§ TEXT PASSAGE

It wasn’t a hugely enjoyable experience for either of us.

I knew in some part of my brain that babies grew and changed quickly, but I wasn’t quite prepared for just how different you’d be every single day. You sleep a bit longer at night. You make a slightly different noise when you’re lying on the changing mat kicking your legs. There’s a little less of your fluffy baby hair.

We’re getting into a rhythm. You don’t sleep particularly heavily during the day, so from the time I get up until the late evening it’s a blur of bottles, nappies and walking around the room singing whatever comes into my head. In between those there’s laundry to do, bottles to wash, things to tidy that I’ve thrown down in a hurry because you need changed or fed or another round of Row Row Row Your Boat.

I’ve really surprised myself with how much I enjoy it. I’ll be filling the kettle to make you a bottle and I’ll suddenly think wow, this is great.

Around 10pm you fall asleep and I can gingerly put you into the pram, where you stay for a good two or three hours until you wake up hungry. And, as much as I enjoy being a mum, I really, really enjoy those two or three hours too, because I can just sit. I write these letters. I turn the Playstation on and zone out. I read, I scroll through social media. Sometimes I don’t do anything at all.

The days are everyone else’s – yours because you need me, your dad’s because he works here at the moment and needs to be able to do it in (relative) peace, other people because I feel like I need the housework to be done in case people think we’re lazy or a bunch of slobs. But the nights are mine, and I relish them.

For that past couple of nights, though, I’ve been tired. I don’t know if it’s because I’ve hit a point where I can’t be replenished after a full day with three hours of video games. I sat on the sofa tonight after you’d eventually dropped off and thought about tomorrow and my entire body completely rejected the idea of getting up in a few hours and starting again.

I’ll feel better once I’ve had a sleep, but right now I am fatigued and tomorrow seems like an impossibly large mountain to scale.

§ DATASET EXCERPTS

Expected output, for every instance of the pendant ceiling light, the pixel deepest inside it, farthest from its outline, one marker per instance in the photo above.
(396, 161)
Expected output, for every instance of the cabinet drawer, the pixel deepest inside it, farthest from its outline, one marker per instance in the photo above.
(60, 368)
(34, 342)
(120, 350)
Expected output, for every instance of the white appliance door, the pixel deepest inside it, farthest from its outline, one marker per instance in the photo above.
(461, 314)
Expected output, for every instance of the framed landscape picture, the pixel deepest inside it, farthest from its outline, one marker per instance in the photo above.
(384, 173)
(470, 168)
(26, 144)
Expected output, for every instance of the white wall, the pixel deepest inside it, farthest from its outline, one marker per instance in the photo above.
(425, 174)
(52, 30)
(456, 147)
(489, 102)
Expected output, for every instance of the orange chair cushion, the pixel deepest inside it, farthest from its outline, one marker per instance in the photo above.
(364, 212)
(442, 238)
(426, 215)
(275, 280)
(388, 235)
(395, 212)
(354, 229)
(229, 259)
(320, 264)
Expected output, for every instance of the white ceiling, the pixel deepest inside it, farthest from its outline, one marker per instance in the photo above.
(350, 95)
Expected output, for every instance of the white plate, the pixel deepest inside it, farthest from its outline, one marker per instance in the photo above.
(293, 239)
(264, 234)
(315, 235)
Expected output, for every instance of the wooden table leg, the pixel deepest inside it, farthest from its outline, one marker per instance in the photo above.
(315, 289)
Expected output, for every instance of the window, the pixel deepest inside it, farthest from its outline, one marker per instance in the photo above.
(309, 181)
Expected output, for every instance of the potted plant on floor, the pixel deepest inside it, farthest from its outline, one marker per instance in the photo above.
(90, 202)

* * *

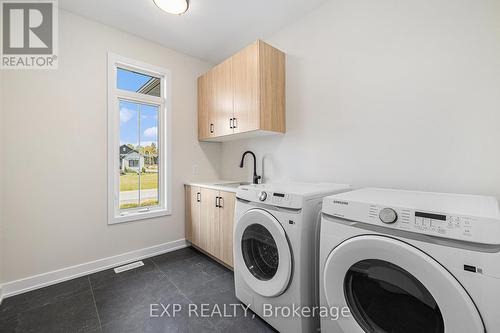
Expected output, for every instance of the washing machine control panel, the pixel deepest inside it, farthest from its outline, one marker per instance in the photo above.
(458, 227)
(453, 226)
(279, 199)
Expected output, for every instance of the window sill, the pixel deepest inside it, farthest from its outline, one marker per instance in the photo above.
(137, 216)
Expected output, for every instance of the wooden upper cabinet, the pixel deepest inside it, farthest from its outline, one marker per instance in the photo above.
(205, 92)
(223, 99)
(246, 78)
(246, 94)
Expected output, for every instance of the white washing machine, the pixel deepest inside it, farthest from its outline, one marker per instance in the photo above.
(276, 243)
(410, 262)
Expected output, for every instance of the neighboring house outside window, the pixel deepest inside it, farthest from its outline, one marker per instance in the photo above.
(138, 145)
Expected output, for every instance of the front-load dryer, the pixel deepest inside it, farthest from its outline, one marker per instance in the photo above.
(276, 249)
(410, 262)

§ WORK REQUEST
Please write out the letter from "The days are" up to and including "I relish them.", swapping "housework" for "chores".

§ ANSWER TO THE EXERCISE
The days are everyone else’s – yours because you need me, your dad’s because he works here at the moment and needs to be able to do it in (relative) peace, other people because I feel like I need the chores to be done in case people think we’re lazy or a bunch of slobs. But the nights are mine, and I relish them.